#### EXCERPT TO READ:

This glacier is currently only 10 km long and is shortening about 30 m. every year. In the EBC area, the glacier moves down 70 m / year while in the lower part it moves only at 10 m / year. Another fact that helps us to understand the rate of melting of this glacier is that EBC is currently more than 50 meters lower than when Tenzing Norgay and Edmund Hillary summited the Everest for the first time, in 1953.   

 Changes in the Khumbu Glacier a. The lower tongue of the Khumbu Glacier, covered with remains, shows the contemporary glacial surface in relation to that of the Little Ice Age (1500–1850). b. Surface elevation change at Khumbu Glacier 1984-2015. The extended locations are: c. Lobuche and d. Everest Base Camp 
Glacier speeds (2016-2017) calculated from images from PlanetScope satellites.

The Nangpa Glacier

This was the first area I visited after arriving in Namche. We followed the valley that goes up to Thame and from there we followed the valley that climbs to the Nangpa La pass. This trail, which follows the course of the Bhote Koshi River from Thame to the north, is the route used by caravans of merchants and yaks to travel between Khumbu and Tibet through the Nangpa La at 5,716 m., to that China completely closed this pass.

We followed it to Chhule (4,600 m), the last settlement in the valley, currently uninhabited, where several glaciers converge, the most important of which is the Nangpa. From here, the trail to Tibet continued over this glacier to the top of the Nangpa La pass. It is also the trail used by the first Sherpas to reach the Khumbu just over 500 years ago.

From above the place of Chhule we could see the glaciers coming down the valleys and the footprint they have left for centuries, now more visible with the retreat of the ice due to global warming. At this point, the front moraines of several glaciers converge, forming a chaotic and spooky landscape. Despite being the third longest in this area, the place where it is located is the most open of the four glaciers and is of impressive grandeur.

The Imja Glacier and the case of the rapid growth of Lake Imja Tso

This glacier is the smallest of the four glaciers referenced in this post and is located at the foot of the Imja Tse (Island Peak, 6,189 m).

#### EXCERPTED DATA:

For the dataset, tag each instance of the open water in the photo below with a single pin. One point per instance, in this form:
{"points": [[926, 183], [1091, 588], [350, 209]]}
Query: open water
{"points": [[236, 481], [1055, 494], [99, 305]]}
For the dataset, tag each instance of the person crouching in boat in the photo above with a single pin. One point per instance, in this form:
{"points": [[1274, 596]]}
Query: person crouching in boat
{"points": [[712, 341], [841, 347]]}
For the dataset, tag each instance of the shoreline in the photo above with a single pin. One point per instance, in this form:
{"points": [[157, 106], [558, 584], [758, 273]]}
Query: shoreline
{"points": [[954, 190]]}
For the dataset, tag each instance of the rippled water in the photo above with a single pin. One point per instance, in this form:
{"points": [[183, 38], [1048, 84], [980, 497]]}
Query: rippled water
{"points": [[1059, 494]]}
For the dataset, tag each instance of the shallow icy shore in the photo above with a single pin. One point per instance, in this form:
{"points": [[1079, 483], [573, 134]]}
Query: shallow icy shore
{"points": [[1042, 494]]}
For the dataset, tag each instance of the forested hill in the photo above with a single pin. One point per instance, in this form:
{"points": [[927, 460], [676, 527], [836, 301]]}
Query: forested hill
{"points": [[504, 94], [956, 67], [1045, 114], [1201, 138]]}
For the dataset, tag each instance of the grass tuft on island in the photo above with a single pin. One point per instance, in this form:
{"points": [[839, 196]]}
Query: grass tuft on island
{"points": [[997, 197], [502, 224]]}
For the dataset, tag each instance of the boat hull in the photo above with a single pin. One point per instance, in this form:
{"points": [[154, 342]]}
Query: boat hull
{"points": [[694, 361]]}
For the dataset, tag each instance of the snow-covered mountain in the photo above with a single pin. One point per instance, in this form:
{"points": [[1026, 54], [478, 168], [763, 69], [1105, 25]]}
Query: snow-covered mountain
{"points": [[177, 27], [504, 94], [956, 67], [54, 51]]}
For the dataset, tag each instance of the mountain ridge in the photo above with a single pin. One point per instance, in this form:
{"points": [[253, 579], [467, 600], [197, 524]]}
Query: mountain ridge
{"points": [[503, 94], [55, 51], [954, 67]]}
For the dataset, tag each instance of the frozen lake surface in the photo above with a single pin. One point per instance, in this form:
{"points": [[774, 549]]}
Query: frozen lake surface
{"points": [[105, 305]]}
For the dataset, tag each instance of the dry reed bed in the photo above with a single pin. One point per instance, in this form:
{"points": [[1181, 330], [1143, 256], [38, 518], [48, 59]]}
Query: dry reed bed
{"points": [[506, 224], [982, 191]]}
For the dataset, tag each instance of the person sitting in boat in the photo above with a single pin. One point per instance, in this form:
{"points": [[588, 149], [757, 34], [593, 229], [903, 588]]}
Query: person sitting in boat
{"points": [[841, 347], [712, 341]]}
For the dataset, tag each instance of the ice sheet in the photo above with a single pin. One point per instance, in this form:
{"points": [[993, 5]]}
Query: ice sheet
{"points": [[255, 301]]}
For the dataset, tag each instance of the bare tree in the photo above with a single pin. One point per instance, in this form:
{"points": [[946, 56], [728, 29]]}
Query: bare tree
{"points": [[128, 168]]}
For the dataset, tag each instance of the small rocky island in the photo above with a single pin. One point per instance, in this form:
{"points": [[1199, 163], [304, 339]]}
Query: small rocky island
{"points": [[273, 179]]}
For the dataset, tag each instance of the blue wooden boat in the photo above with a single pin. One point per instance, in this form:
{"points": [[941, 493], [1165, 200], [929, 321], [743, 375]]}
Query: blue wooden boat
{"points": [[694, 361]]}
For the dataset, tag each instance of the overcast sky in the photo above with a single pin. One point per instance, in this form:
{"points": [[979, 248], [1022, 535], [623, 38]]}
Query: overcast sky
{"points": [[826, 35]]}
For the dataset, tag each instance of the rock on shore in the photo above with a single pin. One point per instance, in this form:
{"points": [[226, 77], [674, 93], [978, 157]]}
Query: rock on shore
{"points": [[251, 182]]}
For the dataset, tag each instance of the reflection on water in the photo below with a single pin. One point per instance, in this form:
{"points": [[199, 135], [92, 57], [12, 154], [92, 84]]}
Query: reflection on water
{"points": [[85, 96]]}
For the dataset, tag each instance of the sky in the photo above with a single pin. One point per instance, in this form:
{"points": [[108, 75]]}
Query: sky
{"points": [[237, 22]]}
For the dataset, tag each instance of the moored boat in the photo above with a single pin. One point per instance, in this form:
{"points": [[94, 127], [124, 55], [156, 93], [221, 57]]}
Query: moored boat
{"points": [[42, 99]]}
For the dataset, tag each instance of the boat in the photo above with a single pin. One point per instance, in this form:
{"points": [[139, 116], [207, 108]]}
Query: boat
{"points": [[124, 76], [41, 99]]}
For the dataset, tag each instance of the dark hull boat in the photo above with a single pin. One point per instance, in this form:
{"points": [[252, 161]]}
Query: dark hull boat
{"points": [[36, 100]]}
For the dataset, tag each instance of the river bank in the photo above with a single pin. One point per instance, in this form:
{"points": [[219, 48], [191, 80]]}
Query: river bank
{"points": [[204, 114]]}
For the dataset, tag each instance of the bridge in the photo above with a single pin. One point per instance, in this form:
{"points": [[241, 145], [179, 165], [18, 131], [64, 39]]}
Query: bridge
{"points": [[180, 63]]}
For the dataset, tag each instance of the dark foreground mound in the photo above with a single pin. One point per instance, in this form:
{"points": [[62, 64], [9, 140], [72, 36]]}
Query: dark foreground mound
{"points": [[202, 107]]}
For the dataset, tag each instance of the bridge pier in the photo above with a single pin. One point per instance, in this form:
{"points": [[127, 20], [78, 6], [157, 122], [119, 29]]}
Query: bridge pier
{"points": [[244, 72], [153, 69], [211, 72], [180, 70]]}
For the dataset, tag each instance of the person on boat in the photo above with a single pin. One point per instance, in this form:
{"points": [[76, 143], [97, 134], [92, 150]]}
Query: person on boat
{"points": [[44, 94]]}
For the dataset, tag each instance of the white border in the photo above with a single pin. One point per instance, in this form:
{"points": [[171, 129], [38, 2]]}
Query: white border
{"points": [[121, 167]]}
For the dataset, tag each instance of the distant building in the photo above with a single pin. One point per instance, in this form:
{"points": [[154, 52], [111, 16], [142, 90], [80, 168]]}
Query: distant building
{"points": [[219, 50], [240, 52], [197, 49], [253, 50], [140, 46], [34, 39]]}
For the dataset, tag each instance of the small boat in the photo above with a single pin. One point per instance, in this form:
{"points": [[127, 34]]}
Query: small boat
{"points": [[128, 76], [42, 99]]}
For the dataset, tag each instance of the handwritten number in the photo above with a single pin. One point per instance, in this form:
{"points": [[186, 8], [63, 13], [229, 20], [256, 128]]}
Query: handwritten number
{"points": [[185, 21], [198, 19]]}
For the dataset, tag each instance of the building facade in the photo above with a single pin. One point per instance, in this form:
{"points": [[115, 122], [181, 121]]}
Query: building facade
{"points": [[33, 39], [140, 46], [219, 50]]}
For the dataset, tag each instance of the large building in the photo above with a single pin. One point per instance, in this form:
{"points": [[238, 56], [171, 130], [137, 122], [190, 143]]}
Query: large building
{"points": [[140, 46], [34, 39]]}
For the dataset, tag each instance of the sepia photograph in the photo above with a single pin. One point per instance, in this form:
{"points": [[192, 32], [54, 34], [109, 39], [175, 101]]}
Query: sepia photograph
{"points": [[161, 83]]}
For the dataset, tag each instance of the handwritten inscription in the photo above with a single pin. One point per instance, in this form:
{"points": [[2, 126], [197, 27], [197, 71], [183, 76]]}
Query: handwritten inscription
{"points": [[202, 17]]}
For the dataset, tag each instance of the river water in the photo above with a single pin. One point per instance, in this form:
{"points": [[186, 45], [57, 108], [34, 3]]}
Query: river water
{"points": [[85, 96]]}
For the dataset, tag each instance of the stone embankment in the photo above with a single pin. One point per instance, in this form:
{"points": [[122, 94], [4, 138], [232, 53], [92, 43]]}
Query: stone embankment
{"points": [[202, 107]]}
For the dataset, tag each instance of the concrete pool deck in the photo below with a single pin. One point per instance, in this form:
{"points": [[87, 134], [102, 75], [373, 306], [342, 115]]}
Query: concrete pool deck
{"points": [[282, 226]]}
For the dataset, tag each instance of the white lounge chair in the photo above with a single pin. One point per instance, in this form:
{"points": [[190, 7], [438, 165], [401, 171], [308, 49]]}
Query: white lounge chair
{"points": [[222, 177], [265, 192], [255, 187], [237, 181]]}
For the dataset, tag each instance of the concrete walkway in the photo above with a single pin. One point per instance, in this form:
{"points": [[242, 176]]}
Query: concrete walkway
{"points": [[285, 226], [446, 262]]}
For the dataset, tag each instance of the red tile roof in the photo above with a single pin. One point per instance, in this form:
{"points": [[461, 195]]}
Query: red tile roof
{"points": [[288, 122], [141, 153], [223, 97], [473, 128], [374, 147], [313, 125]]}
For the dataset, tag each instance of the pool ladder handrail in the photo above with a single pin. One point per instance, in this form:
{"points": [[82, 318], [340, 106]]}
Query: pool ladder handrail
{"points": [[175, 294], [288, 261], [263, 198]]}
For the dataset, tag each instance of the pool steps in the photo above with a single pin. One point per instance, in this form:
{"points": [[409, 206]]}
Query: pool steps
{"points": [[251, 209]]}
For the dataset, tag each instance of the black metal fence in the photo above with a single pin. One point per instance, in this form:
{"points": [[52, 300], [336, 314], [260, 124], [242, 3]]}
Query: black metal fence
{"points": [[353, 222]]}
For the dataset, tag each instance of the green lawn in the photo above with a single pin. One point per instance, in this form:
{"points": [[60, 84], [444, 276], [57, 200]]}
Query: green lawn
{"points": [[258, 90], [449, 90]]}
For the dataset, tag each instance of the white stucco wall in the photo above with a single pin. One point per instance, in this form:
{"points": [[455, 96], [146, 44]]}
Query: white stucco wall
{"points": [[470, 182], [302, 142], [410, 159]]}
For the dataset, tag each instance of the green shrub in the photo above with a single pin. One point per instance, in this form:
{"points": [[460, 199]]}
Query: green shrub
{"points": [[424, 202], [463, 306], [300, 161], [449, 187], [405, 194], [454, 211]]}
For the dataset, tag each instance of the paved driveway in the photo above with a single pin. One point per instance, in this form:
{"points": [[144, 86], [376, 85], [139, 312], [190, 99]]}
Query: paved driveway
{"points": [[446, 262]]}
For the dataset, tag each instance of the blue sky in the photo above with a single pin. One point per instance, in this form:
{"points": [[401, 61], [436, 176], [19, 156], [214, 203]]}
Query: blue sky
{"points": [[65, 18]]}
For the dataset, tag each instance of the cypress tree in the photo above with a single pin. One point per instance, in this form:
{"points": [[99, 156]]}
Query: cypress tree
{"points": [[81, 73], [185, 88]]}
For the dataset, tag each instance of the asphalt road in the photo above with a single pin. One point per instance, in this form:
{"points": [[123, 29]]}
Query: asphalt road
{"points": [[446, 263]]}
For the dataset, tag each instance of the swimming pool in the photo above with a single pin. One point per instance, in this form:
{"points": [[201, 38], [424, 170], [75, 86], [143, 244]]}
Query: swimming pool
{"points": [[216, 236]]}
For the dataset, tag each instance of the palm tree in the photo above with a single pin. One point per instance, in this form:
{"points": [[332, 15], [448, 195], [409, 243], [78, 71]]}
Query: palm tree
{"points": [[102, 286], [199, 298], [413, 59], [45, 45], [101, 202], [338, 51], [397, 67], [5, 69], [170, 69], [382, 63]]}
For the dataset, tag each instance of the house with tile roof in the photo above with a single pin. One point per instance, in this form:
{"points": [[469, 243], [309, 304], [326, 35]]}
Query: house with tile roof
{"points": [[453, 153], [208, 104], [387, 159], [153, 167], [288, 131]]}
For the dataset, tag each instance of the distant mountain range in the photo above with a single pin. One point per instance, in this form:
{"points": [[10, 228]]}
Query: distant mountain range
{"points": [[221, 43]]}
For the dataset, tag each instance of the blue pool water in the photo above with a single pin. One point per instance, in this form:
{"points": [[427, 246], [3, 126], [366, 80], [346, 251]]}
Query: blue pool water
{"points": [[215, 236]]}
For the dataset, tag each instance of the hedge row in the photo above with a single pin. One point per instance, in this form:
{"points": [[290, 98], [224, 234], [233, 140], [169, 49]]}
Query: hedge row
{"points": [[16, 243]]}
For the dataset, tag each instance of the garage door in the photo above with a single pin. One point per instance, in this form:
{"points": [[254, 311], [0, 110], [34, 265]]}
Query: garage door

#### TASK INSTRUCTIONS:
Extend the piece on the Khumbu region's glaciers with a few more sentences, starting after its last sentence.

#### ANSWER TO THE PROBLEM:
The interest of this glacier is not so much because of its characteristics but because it is the origin of the glacial lake Imja Tso, located at 5,000 m., at the end of the glacier. It was formed in the 1950s with the beginning of the melting of this glacier, which moves back about 75 m each year while the lake grows about 2.5 Ha yearly. As this posed a high danger of the lake bursting and causing severe flooding throughout the Solukhumbu district, in 2016 a drain had to be built to drain it.   

As the mass of water grows, the influence of its temperature increases the rate of melting of the glacier. This phenomenon observed in the Imja Tso suggests that in a few years a glacial lake will also form at the end of the Khumbu Glacier.


According to a study published in 2009 by Dr. Lhakpa Norbu Sherpa and sponsored by ICIMOD (International Center for Integrated Mountain Development), between 1992 and 2006 Khumbu glaciers decreased by 9 Ha. and the area covered by snow was reduced by 11,344 Ha. This phenomenon caused the simultaneous increase in the surface of glacial lakes (most are less than 50 years old) and the appearance of many new lakes, which increased by 236 Ha. This gives us an idea of ​​the magnitude of the change that is taking place.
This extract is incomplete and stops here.